## Task instructions
Print everything from the line containing "Annotation task — tag each instance of the dark trousers" down to the final line, copying each line verbatim.

## Material
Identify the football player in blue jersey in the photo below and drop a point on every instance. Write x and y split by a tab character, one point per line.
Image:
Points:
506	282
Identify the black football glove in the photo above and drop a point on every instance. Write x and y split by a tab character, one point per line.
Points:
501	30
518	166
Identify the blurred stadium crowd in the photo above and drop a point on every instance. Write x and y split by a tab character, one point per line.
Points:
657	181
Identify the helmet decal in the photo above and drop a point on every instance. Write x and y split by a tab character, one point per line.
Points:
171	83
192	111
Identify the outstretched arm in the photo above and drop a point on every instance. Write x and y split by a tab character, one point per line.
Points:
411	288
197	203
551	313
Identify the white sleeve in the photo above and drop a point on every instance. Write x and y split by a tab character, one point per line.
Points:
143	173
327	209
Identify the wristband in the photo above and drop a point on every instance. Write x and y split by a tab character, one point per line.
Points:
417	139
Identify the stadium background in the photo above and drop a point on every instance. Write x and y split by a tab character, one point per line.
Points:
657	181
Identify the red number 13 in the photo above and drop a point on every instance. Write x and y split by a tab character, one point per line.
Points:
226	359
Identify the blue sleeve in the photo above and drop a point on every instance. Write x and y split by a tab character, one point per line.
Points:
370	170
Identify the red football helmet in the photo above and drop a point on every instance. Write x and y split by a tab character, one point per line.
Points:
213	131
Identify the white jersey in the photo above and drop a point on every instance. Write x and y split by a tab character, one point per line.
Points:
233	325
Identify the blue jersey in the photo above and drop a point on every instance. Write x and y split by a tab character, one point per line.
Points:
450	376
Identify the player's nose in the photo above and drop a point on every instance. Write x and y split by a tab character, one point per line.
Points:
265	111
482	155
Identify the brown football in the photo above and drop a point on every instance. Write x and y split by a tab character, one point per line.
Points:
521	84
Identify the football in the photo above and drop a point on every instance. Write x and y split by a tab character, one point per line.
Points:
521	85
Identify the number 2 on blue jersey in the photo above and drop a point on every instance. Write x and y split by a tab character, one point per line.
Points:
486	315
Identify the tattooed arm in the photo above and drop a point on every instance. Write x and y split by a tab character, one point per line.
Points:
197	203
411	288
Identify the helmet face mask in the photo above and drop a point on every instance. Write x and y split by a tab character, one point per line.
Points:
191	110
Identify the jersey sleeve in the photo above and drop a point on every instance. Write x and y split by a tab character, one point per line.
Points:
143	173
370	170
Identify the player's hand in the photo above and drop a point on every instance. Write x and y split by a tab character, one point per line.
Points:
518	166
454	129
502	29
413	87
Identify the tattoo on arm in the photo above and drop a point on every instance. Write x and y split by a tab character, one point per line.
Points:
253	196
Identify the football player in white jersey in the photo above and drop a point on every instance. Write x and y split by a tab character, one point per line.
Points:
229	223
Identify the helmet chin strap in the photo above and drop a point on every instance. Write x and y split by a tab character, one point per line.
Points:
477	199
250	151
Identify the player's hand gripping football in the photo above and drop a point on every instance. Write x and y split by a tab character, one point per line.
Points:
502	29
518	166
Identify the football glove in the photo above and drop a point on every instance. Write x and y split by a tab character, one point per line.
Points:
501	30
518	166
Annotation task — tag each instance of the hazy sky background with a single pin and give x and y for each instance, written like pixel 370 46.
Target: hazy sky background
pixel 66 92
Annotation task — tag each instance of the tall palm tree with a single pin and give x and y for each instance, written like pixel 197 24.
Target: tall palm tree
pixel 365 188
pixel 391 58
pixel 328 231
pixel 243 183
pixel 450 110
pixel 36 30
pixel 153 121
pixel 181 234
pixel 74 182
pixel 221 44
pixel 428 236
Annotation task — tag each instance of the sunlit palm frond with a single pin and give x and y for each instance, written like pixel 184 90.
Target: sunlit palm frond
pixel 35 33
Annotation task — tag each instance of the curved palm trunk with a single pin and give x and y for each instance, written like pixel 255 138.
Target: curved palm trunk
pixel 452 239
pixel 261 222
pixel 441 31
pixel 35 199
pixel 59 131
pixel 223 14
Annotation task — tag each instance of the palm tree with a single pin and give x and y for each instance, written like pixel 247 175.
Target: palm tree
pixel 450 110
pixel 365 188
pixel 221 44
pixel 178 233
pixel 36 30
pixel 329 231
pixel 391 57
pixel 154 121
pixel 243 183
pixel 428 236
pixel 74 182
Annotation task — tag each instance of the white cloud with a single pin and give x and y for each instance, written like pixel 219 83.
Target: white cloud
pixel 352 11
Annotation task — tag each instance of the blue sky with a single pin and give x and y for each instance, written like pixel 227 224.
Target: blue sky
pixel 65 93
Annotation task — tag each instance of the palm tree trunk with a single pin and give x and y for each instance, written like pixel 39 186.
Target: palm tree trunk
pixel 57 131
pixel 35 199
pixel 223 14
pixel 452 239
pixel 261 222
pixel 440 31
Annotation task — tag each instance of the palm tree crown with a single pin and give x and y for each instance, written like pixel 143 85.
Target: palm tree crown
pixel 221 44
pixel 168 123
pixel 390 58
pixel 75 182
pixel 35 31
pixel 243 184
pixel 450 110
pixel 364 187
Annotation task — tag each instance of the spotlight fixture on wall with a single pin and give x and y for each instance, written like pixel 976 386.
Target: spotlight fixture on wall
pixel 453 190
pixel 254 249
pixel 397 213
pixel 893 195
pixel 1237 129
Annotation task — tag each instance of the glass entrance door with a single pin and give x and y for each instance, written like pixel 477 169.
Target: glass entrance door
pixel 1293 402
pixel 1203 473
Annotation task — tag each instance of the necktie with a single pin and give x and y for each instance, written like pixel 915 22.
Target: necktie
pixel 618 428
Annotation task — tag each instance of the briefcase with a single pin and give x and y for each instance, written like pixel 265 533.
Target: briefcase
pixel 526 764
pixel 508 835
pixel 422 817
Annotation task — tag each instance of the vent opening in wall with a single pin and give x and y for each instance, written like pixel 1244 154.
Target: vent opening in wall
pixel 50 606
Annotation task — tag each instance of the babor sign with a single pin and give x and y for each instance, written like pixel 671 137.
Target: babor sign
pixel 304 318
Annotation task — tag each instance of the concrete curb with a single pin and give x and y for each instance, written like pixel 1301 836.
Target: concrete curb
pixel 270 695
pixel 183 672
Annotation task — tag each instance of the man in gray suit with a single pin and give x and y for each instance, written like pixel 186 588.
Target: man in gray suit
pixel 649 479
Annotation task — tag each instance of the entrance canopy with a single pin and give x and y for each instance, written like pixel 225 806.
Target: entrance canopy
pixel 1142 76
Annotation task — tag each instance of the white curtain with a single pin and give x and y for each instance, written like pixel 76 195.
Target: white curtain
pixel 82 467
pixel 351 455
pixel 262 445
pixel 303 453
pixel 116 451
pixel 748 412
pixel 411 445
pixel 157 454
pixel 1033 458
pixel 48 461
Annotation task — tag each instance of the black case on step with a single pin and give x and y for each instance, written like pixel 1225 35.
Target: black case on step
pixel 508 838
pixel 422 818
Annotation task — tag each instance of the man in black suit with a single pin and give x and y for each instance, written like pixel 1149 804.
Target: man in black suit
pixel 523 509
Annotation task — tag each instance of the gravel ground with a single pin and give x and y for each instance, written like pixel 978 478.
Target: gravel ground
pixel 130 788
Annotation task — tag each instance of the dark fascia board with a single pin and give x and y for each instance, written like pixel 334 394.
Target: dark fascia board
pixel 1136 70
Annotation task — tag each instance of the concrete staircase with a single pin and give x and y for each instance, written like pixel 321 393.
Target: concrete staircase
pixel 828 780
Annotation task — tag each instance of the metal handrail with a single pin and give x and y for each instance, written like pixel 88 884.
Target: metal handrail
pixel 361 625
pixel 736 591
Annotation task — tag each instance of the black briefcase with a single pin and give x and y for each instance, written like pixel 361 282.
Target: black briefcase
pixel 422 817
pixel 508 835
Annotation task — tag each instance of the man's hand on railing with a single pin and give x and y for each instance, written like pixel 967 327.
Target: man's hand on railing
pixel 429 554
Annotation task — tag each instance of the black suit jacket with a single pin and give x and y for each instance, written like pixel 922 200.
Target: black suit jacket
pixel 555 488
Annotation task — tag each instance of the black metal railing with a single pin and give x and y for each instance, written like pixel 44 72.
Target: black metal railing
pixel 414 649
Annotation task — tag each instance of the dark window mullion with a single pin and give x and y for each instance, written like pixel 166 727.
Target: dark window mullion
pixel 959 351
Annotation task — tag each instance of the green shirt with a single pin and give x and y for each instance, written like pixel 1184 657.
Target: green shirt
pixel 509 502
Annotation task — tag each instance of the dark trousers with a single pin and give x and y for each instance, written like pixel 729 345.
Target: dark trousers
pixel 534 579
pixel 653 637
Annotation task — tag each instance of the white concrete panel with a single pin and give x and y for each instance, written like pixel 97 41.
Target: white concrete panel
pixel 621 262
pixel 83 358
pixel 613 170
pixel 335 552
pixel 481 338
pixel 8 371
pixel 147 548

## Solution for this problem
Annotation task — tag each instance of the dark trousers with a single pin and give x and y for each instance, written like pixel 729 345.
Target: dark trousers
pixel 534 579
pixel 653 637
Annotation task — tag each instance of the white concrete panel with a single pin and give x and y for each instance, written like pixel 97 41.
Target: white concrete panel
pixel 621 262
pixel 83 358
pixel 613 170
pixel 335 552
pixel 481 338
pixel 8 371
pixel 147 548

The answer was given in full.